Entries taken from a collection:

=== Begin Enclosure ===

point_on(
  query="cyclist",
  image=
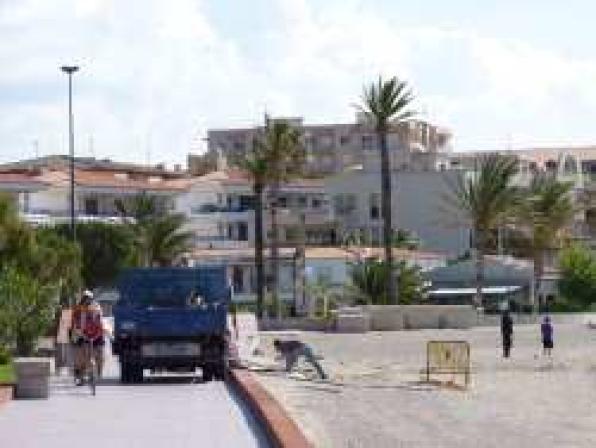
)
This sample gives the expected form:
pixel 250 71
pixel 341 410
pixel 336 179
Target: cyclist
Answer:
pixel 87 328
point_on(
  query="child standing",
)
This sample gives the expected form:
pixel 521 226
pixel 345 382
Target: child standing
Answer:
pixel 546 329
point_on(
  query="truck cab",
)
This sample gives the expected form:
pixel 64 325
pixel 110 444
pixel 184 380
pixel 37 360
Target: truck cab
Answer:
pixel 172 319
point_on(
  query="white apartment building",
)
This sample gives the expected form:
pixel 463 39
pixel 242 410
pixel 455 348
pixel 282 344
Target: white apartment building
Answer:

=== End Enclosure ===

Task requirements
Return every line above where "building" appears.

Reply to the exercise
  query="white apartment building",
Target: white apartment building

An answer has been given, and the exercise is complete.